──────── Document ────────
# what would you do?



## JapaneseZero (Jul 27, 2009)

I have my Great Uncles Remington 700 in 7mm mag with a fixed 4x leupold scope on it. I feel like the 4x is a bit under power for the gun but its how he had it for hunting out in idaho. 
I'd like to start taking longer than 100 yard shots at deer more consistaltly and have the room to practice longer shots before shooting at living creatures. I feel that the 4x scope has its limits.

Would you:
1. Get a good scope and put it on the 7mm
2. buy a new/decent gun and a decent scope

basically i will after pinching pennies have about $450 to spend


----------



## TreednNC (Jul 1, 2005)

Keep the gun, get the scope. Don't be afraid to spend all you possiblt can on optics


----------



## JapaneseZero (Jul 27, 2009)

thats what i was thinking. im going to keep the old optic and hopefully one day return that gun to "original form." shooting a deer at 250 yards in South Carolina has me on the long range bug. There were some much bigger deer out to 350 400 but I didnt have cofidence in a borrowed gun to sling some lead.


----------



## Finger_Mullet (Aug 19, 2005)

*Remington 700*

You can get some good glass for $450. I would slap some quality glass on it and call it good. I would probably have the trigger lightened to around 1.5 lbs, glass bed the action and float the barrel. No reason that Remington 700 won't shoot 1/2 inch or less at 100 yards. When your shooting that good 400 yard shots will not seam so out of reach. Just know the ballistics of the round and have at it. I used to carry a ballistic chart for each caliber under the shell holder on the stock of the rifle. You just have to be good at estimating yardage or get a lazer rangefinder. The rest is holding a steady aim and squeezing the trigger and not jerking it.

My Remington 700 in 25-06 shoots 1.5 inches at 300 yards. Genearlly 1 hole at 100 with handloads or Federal Premium 100 grain ballistic tip factory loads. 

Keep the gun and spend your money on a good scope and see what she will do.

Darin


----------



## TreednNC (Jul 1, 2005)

x2 on the trigger.....I wouldnt go that low though. I'd go 2.5lbs...... I personally like 1.5-2.5lbs but to a person that isn't overly familiar with shooting or shooting a particular gun, 1.5 feels like you can breath on it and it will go off, but once you get used to a trigger that low, especially on a crisp 700, you won't want anything higher.


----------



## RuddeDogg (Mar 20, 2004)
──────── Supplied data ────────
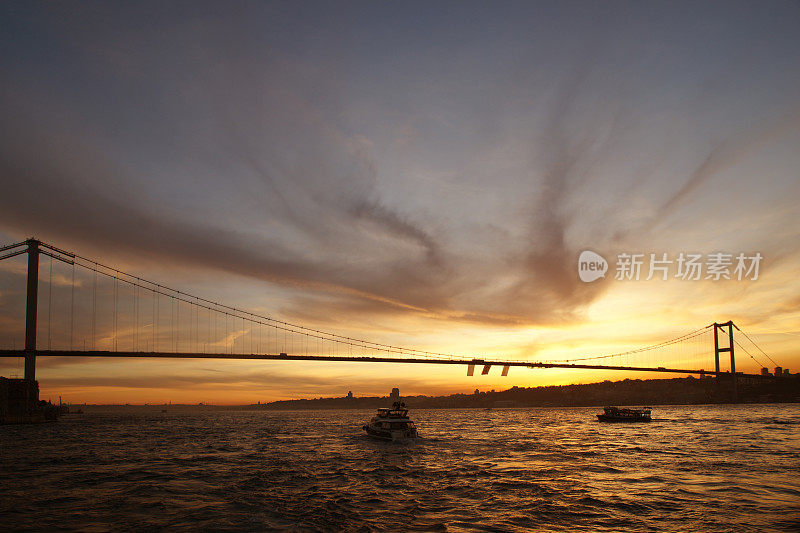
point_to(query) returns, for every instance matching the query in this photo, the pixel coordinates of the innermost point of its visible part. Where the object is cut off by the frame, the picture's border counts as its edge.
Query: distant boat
(392, 424)
(616, 414)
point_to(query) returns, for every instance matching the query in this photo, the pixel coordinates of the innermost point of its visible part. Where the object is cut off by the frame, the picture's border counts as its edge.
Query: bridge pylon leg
(31, 310)
(718, 350)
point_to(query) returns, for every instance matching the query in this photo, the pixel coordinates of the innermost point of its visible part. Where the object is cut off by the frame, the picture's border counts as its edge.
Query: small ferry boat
(392, 424)
(617, 414)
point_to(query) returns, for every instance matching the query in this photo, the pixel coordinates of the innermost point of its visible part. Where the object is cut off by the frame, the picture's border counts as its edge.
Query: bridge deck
(358, 359)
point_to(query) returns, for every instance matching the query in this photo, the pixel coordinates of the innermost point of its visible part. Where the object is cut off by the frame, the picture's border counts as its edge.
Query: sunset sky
(422, 174)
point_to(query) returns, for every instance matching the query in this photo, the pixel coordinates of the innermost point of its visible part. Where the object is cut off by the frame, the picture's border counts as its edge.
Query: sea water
(694, 468)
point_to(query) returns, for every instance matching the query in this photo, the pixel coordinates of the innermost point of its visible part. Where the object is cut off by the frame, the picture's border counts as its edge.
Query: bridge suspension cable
(158, 289)
(659, 345)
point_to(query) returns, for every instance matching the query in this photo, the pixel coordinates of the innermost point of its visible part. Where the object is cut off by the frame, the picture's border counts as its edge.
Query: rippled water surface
(695, 468)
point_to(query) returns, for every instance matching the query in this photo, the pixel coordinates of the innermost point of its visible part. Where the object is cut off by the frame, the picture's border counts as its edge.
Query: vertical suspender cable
(72, 308)
(50, 307)
(94, 306)
(116, 310)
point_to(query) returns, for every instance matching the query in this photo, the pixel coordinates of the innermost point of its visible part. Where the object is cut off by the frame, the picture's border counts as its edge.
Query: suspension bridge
(91, 309)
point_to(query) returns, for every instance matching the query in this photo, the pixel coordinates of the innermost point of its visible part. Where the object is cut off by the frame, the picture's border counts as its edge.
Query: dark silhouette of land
(675, 391)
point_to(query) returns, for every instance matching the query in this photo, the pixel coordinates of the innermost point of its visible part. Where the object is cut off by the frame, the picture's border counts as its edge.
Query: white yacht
(392, 424)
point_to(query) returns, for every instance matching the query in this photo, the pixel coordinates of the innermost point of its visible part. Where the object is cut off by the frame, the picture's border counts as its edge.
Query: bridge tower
(717, 350)
(31, 309)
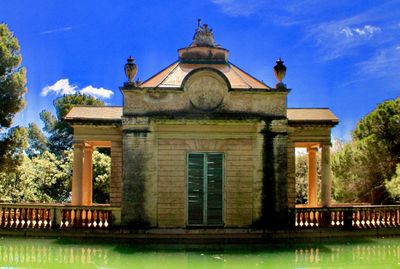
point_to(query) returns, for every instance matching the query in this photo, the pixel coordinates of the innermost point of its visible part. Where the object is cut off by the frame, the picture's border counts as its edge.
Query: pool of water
(61, 253)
────────
**Tasks to perform**.
**1)** In the forum thread on the Remington 700 scope, how would you rewrite the paragraph beginning "You can get some good glass for $450" as a short bulleted list that keeps its main facts?
**2)** According to the forum thread on the Remington 700 scope, what magnification is the fixed Leupold scope on the Great Uncle's rifle?
**3)** Go on with the forum thread on the Remington 700 scope from where it stops.

**The answers**.
**1)**
- $450 buys good glass; put a quality scope on the rifle and call it good.
- Lighten the trigger to about 1.5 lbs, glass bed the action, and float the barrel.
- The Remington 700 should then shoot 1/2 inch or less at 100 yards, which puts 400-yard shots within reach.
- Know the round's ballistics; the poster kept a ballistic chart for each caliber under the shell holder on the stock.
- Estimate yardage well or get a laser rangefinder.
- Hold a steady aim and squeeze the trigger without jerking it.

**2)** It is a fixed 4x.

**3)**
TreednNC said:


> Keep the gun, get the scope. Don't be afraid to spend all you possiblt can on optics


Yep. While I'm NOT a fan of the 7mm, it's a well proven round. i'd get a better scope.


----------



## Finger_Mullet (Aug 19, 2005)

*7mm Rem Mag*

I am not a fan of the 7mm Rem Mag either but I would become one in this case. Especially since it is a relative's gun. It will shoot deer a long way off. 

I had one and did not like it. It was not a Remington. It was a Savage but had a really thin barrel on it. Could not get the accuracy I wanted. Sold it.

My bro-n-law has one that shoots really small groups. Has a really light trigger and has a nice scope on it. He loves it.

My 25-06 has about 1.5 lb trigger. The 6mm does as well. After I got used to it I would not have one over 2 lbs. It is not a good idea to have a loaner gun with that light of a trigger pull. Bad idea.

But a light trigger helps with accuracy. Get it done and play with it. You will love it.

Darin


----------



## TreednNC (Jul 1, 2005)

Finger_Mullet said:


> I am not a fan of the 7mm Rem Mag either but I would become one in this case. Especially since it is a relative's gun. It will shoot deer a long way off.
> 
> I had one and did not like it. It was not a Remington. It was a Savage but had a really thin barrel on it. Could not get the accuracy I wanted. Sold it.
> 
> ...


Darin I just traded my Encore 209x50 for a Ruger M77 MKII 7mm......I wasnt looking for THAT much gun. Ideally I would have gotten 243. 270, 30-06 or 308....but I saw the gun and saw it was in near NIB condition and said, OK! Perdy gun, I may keep it or may trade, but I doubt I can get as good a deal trading again as I got this go around. Only thing I HATE is the trigger. It really needs some work, or possibly a drop-in after market job. I may look into doing it myself. At WORST, mess it up, and have to buy an aftermarket trigger, at best, end up with about 2lbs.


----------



## RuddeDogg (Mar 20, 2004)

Finger_Mullet said:


> I am not a fan of the 7mm Rem Mag either but I would become one in this case. Especially since it is a relative's gun. It will shoot deer a long way off.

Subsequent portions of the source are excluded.